Page text:
Hi all,
I am trying to call getri for matrix inversion in MAGMA. I know that matrix inversion is not recommended, but there is a formulation in EM analysis that we cannot really avoid it. :) In my code, I create a queue and then copy matrix to the device's memory and call getrf and getri as the testing code does. This is how I do the call:
magma_queue_t queue = nullptr;
magma_int_t dev;
magmaFloat_ptr dA, dwork;
magma_int_t ldda = magma_roundup(nCells, 32);
magma_int_t info, *ipiv;
magma_int_t ldwork = nCells * magma_get_dgetri_nb(nCells);
// Create a device queue for the existing GPU.
magma_getdevice(&dev);
magma_queue_create(dev, &queue);
magma_smalloc(&dA, nc);
magma_smalloc(&dwork, ldwork);
magma_imalloc_cpu(&ipiv, nCells);
magma_ssetmatrix(nCells, nCells, MKL_invRL, nCells, dA, ldda, queue);
magma_sgetrf_gpu(nCells, nCells, dA, ldda, ipiv, &info);
magma_sgetri_gpu(nCells, dA, ldda, ipiv, dwork, ldwork, &info);
magma_sgetmatrix(nCells, nCells, dA, ldda, MKL_invRL, nCells, queue);
if (info != 0) {
printf("magma_dgetrf_gpu returned error %lld: %s.\n", (long long)info, magma_strerror(info));
}
magma_free(dA);
magma_free(dwork);
magma_free_cpu(ipiv);
Now when I execute my code, I get the following error:
magma_dgetrf_gpu returned error 1: function-specific error, see documentation.

Material:
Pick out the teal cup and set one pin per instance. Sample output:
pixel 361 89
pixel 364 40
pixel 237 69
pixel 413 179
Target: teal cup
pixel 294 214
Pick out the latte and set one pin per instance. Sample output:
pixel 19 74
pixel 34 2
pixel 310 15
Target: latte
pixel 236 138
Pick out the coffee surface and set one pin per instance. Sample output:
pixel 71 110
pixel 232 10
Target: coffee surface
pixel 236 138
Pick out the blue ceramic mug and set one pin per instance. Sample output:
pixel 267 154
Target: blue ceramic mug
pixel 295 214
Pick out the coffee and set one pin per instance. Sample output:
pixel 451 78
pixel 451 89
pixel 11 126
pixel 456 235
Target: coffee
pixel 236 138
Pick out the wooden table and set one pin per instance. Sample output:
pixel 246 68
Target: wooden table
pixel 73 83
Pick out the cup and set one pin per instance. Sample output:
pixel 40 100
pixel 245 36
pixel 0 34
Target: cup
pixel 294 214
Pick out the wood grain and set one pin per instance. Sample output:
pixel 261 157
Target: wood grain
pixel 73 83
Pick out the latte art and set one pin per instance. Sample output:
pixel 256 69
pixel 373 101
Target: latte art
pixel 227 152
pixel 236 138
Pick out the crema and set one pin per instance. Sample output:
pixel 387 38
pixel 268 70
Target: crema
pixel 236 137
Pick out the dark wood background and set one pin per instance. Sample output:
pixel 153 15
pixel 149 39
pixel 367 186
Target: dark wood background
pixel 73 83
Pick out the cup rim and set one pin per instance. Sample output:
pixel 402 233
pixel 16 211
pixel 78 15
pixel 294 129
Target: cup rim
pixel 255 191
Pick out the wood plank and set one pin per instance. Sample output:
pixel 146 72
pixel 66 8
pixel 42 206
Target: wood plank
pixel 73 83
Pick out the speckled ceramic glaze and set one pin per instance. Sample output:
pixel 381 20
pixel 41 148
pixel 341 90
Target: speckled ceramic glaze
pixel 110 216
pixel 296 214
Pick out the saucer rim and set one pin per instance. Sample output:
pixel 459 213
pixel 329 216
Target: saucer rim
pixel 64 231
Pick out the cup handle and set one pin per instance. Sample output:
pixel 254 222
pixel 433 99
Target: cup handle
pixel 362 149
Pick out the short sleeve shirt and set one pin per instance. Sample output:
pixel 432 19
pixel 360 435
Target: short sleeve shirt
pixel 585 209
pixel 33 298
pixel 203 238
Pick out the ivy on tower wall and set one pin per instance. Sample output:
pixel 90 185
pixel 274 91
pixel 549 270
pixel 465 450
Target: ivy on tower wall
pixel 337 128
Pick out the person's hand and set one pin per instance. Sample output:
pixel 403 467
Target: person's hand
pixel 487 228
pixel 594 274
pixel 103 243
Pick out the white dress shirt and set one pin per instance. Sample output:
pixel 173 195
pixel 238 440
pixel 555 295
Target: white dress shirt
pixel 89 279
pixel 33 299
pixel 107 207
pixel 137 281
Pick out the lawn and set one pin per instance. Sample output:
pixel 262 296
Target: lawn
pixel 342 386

--

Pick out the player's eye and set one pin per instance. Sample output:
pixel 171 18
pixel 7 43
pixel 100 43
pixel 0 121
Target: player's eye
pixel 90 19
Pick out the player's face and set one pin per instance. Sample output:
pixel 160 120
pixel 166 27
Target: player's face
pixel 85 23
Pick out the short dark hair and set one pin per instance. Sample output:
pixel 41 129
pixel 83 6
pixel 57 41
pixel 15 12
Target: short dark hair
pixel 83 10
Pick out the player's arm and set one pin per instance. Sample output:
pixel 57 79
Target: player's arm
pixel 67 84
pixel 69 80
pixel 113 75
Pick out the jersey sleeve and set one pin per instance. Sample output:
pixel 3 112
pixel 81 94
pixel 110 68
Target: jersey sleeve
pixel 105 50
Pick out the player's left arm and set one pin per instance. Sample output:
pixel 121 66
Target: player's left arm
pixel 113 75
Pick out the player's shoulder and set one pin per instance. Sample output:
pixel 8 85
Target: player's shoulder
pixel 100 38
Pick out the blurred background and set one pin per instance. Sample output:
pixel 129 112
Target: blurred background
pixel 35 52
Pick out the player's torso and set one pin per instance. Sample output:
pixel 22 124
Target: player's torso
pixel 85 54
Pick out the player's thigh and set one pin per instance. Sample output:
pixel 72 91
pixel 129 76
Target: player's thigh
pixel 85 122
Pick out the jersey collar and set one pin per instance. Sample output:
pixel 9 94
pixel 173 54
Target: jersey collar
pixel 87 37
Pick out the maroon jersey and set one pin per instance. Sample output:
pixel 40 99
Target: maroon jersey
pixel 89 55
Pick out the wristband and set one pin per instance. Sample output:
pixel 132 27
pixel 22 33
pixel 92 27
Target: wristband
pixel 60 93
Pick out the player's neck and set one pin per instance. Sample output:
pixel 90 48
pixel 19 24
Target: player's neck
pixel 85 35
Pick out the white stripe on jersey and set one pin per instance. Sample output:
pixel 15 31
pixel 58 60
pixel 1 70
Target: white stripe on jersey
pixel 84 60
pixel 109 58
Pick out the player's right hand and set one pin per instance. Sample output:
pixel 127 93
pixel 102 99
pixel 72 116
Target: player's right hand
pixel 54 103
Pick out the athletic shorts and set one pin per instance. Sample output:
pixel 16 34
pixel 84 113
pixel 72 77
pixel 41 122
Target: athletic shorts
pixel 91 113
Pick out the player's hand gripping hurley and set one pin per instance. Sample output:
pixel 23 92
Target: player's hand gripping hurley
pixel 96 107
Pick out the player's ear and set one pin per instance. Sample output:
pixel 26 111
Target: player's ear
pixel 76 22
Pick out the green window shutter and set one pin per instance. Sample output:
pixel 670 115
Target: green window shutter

Required work: Write what comes next in the forum post about inverting a matrix with MAGMA, starting right after the error message that ends it.

Expected answer:
Moreover, when I just test to set the matrix and get it back and compare to see the data is transferred correctly, my test fails, meaning that I apparently do not transfer the data correctly to GPU. I might have done something wrong in creating queue or something else.
Can you please assist me in that?
My other question is, assuming that my code works, it will only utilize device #0. How can I use all GPU devices if I am running my code on a cluster with several GPU devices?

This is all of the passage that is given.